**PASSAGE**
((
On January 26 and February 11, 2015, three complete SRVs and five SRV pilot assemblies, removed during RE28 in the Fall of 2014, were as-found tested at National Technical Systems Laboratories, formerly Wyle Laboratories.

The pressure setpoint for SRV pilot assembly serial number 385 is 1090 psig. The TS SR 3.4.3.1 as-found limit of acceptance is 1090 +/- 3%. The first actual lift pressure of this SRV pilot assembly was recorded as 1124 psig, 3.119% above the pressure setpoint. For informational purposes, the technicians performed a second and third lift. The results were 1087 psig and 1087 psig, both within 3% of the pressure setpoint.

The pressure setpoint for SRV pilot assembly serial number 386 is 1100 psig. The TS SR 3.4.3.1 as-found limit of acceptance is 1100 +/- 3%. The first actual lift pressure of SRV number 386 was 1192 psig, 8.36% above the pressure setpoint. A second and third lift was performed and the results were 1108 psig and 1112 psig, both within 3% of the pressure setpoint.

The pressure setpoint for SRV pilot assembly serial number 1242 is 1090 psig. The TS SR 3.4.3.1 as found limit of acceptance is 1090 +/- 3%. The first actual lift pressure of this SRV pilot assembly was recorded as 1267.7 psig, 16.24% above the pressure setpoint. The results of a second and third lift were 1091 psig and 1090 psig, both meeting the pressure setpoint.

After this failure, testing was halted in order to verify testing accuracy. Testing was found to be the same as used in years past, and testing resumed on February 10 and February 11 for the remaining five SRVs.

The TS SR 3.4.3.1 as-found limit of acceptance for SRV pilot assembly serial number 1243 is 1100 psig +/- 3%. The first actual lift pressure of this SRV pilot assembly was recorded as 1139 psig, 3.545% above the pressure point. For informational purposes, a second and third lift was performed. The results were 1112psig and 1105 psig, both meeting the pressure setpoint.

SRV pilot assembly serial number 1241 was tested. The TS SR 3.4.3.1 as-found limit of acceptance is 1090 psig +/- 3%. The first actual lift pressure of this SRV pilot assembly was recorded as 1138 psig, 4.404% above the pressure point. A second and third lift was performed. The results were 1106 and 1092 psig, both meeting the pressure setpoint.

BASIS FOR REPORT

CNS is reporting this event as an operation or condition prohibited by plant TS per 10 CFR

50.73(a)(2)(i)(B), and also as a condition that could have prevented the fulfillment of the safety function of structures or systems as defined under 10 CFR 50.73(a)(2)(v).

An existing engineering analysis demonstrated that the reactor vessel would not be challenged during an overpressure event. In addition, a new analysis determined that the existing Minimum Critical Power Ratio (MCPR) operating limit would have protected the MCPR safety limit in the event of an anticipated operational occurrence. As such, this event will not be counted as a Safety System Functional Failure for the Nuclear Regulatory Commission performance indicator since no loss of safety function occurred.
))
**GIVEN MATERIAL**
((
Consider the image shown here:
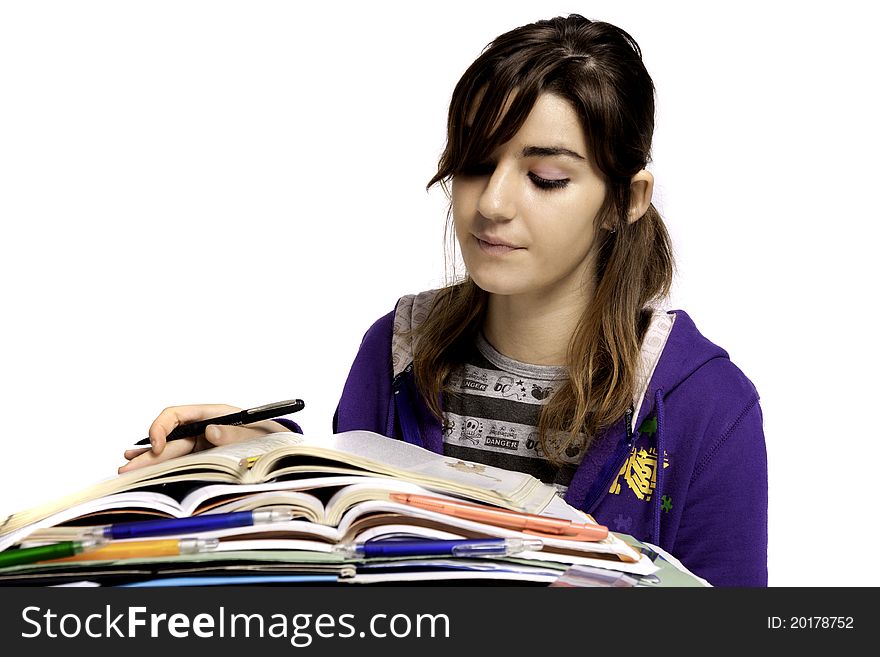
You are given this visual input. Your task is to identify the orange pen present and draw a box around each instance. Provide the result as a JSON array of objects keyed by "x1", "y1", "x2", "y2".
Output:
))
**DIRECTIONS**
**A)** Reproduce the portion of the SRV test report that runs from "The pressure setpoint for SRV pilot assembly serial number 386" down to "1112 psig, both within 3% of the pressure setpoint.".
**B)** Answer these questions using the SRV test report:
(i) What is the pressure setpoint for SRV pilot assembly serial number 386?
(ii) On which dates did testing resume for the remaining five SRVs?
(iii) What was National Technical Systems Laboratories formerly called?
**C)** Pick up the SRV test report after its last sentence and continue writing it.

**RESPONSES TO THE EXERCISE**
**A)**
The pressure setpoint for SRV pilot assembly serial number 386 is 1100 psig. The TS SR 3.4.3.1 as-found limit of acceptance is 1100 +/- 3%. The first actual lift pressure of SRV number 386 was 1192 psig, 8.36% above the pressure setpoint. A second and third lift was performed and the results were 1108 psig and 1112 psig, both within 3% of the pressure setpoint.

**B)**
(i) 1100 psig
(ii) February 10 and February 11
(iii) Wyle Laboratories

**C)**
SAFETY SIGNIFICANCE

Although the TS related to the set point lift pressures of the SRV pilot valve assemblies were exceeded, an analysis of this event indicates that the design basis pressures to ensure safety of the reactor vessel and its pressure related appurtenances would not be challenged. Public safety was not at risk. Safety to plant personnel and plant equipment were not at risk.

CAUSE

The direct cause of five of eight SRV pilot valves failing their lift tests is corrosion bonding.

CORRECTIVE ACTIONS

The following corrective actions have been entered into CNS' corrective action program:

1. CNS shall inspect the SRVs during disassembly to ensure there are no indications of binding, vibration, or other mechanical problems that might cause effects similar to that of corrosion bonding.

2. Laboratory work, under the direction of CNS, shall be undertaken to confirm or deny corrosion bonding of the disc and seats as needed. A comparison with previous laboratory findings about SRV pilot valves will be performed to determine, if possible, the role time in-service played in the failures.

3. Based on the results of the inspection and laboratory work, specific findings and corrective action recommendations in the form of a revised root cause investigation report will be completed.

4. If no evidence to refute corrosion bonding is identified, ensure after machining and lapping processes have been completed, that the oxide, passive layer on the seat and disc are fully restored by pickling or an equivalent process.

5. Presuming that no technical reason is discovered to prevent the following, submit to the Nuclear Regulatory Commission a Technical Specification change that requests setpoint changes as noted in EE 10-053; NEDC-33 543P, Revision 0, Class Ill, DRF 0000-0103-4647, dated February 2010; GE-H NEDC-3362OP, Revision 0, May 2011; and GE-H, report 002N5242-R0, entitled, Cooper Cycle 28 SRV Set Point Study.

PREVIOUS EVENTS

Licensee Event Report (LER) 2011-005-00 - On June 22, 2011, one of eight Target Rock SRV pilot valve assemblies failed to lift within TS lift setpoint requirements. Wyle Laboratories performed this testing. The pressure setpoint of the failed pilot assembly was 1090 +/- 32.7 psig; it lifted at 1199 psig. Two subsequent informational lifts were performed for the SRV pilot assembly and were within the TS pressure setpoint tolerances. The mechanistic cause was the same as reported in previous LERs, pilot disc-to-seat corrosion bonding.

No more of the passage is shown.